GIVEN PASSAGE section start
In among all the cryptocurrencies, NFTs and assorted varieties of snake oil that flourished online during the Covid pandemic, there was a genuine, once-in-a-lifetime investment opportunity just waiting to be discovered.
Corach Rambler is the favourite for the Grand National at Aintree on Saturday, the race everyone in jumping dreams of winning above all others. He has won twice at the Cheltenham Festival, this year and last, banking nearly £200,000 and priceless memories for his small group of owners. Whether or not they pick up the £500,000 first prize on Saturday it promises to be another experience they will never forget.
Had you stopped by at Lucinda Russell’s website in late 2020 with £3,000 to spend it could have been you. Russell, who is based near Kinross, about 30 miles north of Edinburgh, bought Corach Rambler for £17,000 in November, sold one share back to his breeder and then put another six up for sale online.
“He was a six-year-old, and everyone wants a four- or five-year-old, but Scu [her partner, Peter Scudamore, the former champion National Hunt jockey] said he’d really like to buy him,” Russell says.
“We advertised him on the website and anyone could have had a share. A couple of people came in who had shares [in horses in the yard] already and a couple who had had shares before.
“One man had just lost his wife. He’d moved to Scotland and felt terribly lonely. He’d just gone through lockdown and been totally isolated. He said to me on the phone that he knew she’d love him to have a share in a horse and it’s changed his life. It’s been fantastic.
“Another owner is living in Australia, but is originally from Scotland and he wanted to have a link back to Scotland, something to follow. They’re all taking on the biggest owners, so it’s wonderful.”
The only worthwhile form Corach Rambler had in the book at the time was a win in a point-to-point at Monksgrange in County Wexford in Ireland in September 2020. Russell, though, was – and remains – the last British trainer to win the Grand National, thanks to One For Arthur’s four-and-a-half length success in 2017.
One way or another, it is a status she is unlikely to surrender on Saturday, when horses trained in Ireland will greatly outnumber those from British yards. Corach Rambler will be one of two or three home-trained runners to set off at shorter odds than 33-1.
If Russell could notch a second National victory it would be another huge achievement for a stable that has thrived year-on-year since she saddled her first runners in the early 1990s. It would be a fitting tribute, too, to her father, Peter, who died in January at the age of 95 and helped to launch Russell’s training career from her current yard in 1995.
“Arthur changed my life and this horse has been the same for his owners, the happiness he’s brought and what he’s done for them,” she says. “He’s got such a strong personality, he’s a lovely horse. He’s quirky and a little bit different, Scu rides him every day and he’s not a horse that would thrive in a big string. He enjoys going off and doing his own thing.”
Thanks to a slightly unexpected expansion to include 20 horses for the Flat there are now more than 100 horses at Arlary House Stables where Russell, a psychology graduate, places equal emphasis on her horses’ mental and physical wellbeing. “We talk about mental health in humans so why not in horses and other animals?” she says. “It’s something we’ve always been very aware of and I think the way that we train really helps them.
GIVEN PASSAGE section end
RECORDED INFORMATION section start
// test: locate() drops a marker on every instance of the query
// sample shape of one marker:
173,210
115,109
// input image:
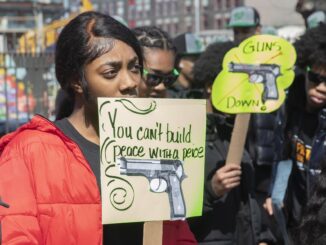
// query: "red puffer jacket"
52,192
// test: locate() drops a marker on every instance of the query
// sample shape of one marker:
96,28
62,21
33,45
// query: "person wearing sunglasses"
159,57
305,134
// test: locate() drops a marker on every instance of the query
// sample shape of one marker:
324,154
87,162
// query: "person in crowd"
50,171
188,47
313,224
158,74
231,214
315,19
159,58
263,144
306,123
306,120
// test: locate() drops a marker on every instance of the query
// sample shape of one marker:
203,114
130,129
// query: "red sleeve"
177,233
19,223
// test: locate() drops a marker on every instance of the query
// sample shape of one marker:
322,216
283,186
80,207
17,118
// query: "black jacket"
233,218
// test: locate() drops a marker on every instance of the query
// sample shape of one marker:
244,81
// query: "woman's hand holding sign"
226,178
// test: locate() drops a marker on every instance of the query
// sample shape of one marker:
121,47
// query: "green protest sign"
255,75
152,158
RECORDED INFORMATION section end
WHAT YOU WILL DO: According to the article about Corach Rambler, how much did Lucinda Russell pay for the horse in November? Answer using only the article about Corach Rambler.

SOLUTION FOR THIS EXERCISE: £17,000